> **What to do**
In the membrane transport notes, what happens to an animal cell when water enters it by osmosis?

** Opening Given passage block **

Water diffuses across semi-permeable membranes from an area of higher water potential to an area of lower water potential until a dynamic equilibrium is established.

Question 9

What is water potential (ψ)?

Answer 9

● pressure created by water molecules measured in kPa
● Ψ of pure water at 25°C & 100 kPa: 0 ● more solute = ψ more negative

Question 10

How does osmosis affect plant and animal cells?

Answer 10

● osmosis INTO cell:
plant: protoplast swells = cell turgid animal: lysis
● osmosis OUT of cell:
plant: protoplast shrinks = cell flaccid animal: crenation

Question 11

Suggest how a student could produce a desired concentration of solution from a stock solution.

Answer 11

● volume of stock solution = required concentration x final volume needed / concentration of stock solution.
● volume of distilled water = final volume needed - volume of stock solution.

Question 12

Define facilitated diffusion.

Answer 12

Passive process

Specific channel or carrier proteins with complementary binding sites transport large and/ or polar molecules/ ions (not soluble in hydrophobic phospholipid tail) down concentration gradient

Question 13

Name 5 factors that affect the rate of diffusion.

Answer 13

● Temperature
● Diffusion distance
● Surface area
● Size of molecule
● Difference in concentration (how steep the
concentration gradient is)

Question 14

Define simple diffusion.

Answer 14

● Passive process requires no energy from ATP hydrolysis.
● Net movement of small, lipid-soluble molecules directly through the bilayer from an area of high concentration to an area of lower concentration (i.e. down a concentration gradient).

Question 15

Explain how channel and carrier proteins work.

Answer 15

Channel: hydrophilic channels bind to specific ions = one side of the protein closes & the other opens

Carrier: binds to complementary molecule = conformational change releases molecule on other side of membrane; in facilitated diffusion, passive process; in active transport,
requires energy from ATP hydrolysis

Carrier proteins transport substances both down and against the concentration gradient. Channel proteins only transport ions and molecules down the concentration gradient, which does not require any energy. Carrier proteins only consume energy to transport substances against the concentration gradient

Question 16

State Fick’s law.

Answer 16

surface area x difference in concentration / diffusion distance

Question 17

How are cells adapted to maximise the rate of transport across their membranes?

Answer 17

● many carrier/ channel proteins
● folded membrane increases surface
area

Question 18

Define active transport.

Answer 18

Active process: ATP hydrolysis releases phosphate group that binds to carrier protein, causing it to change shape.

Specific carrier protein transports molecules/ ions from area of low concentration to area of higher concentration (i.e. against concentration gradient).

Question 18

Explain the difference between the shape of a graph of concentration (x-axis) against rate (y-axis) for simple vs facilitated diffusion.

Answer 18

Simple diffusion: straight diagonal line; rate of diffusion increases proportionally as concentration increases.

Facilitated diffusion: straight diagonal line later levels
off when all channel/ carrier proteins are saturated.

** Closing Given passage block **
** Opening Supplied entries block **

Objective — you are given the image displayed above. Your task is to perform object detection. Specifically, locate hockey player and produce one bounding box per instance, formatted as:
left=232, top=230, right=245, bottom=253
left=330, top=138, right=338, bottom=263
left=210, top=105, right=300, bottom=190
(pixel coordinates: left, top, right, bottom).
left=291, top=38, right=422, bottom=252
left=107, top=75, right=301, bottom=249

** Closing Supplied entries block **

> **Result for this task**
The cell undergoes lysis.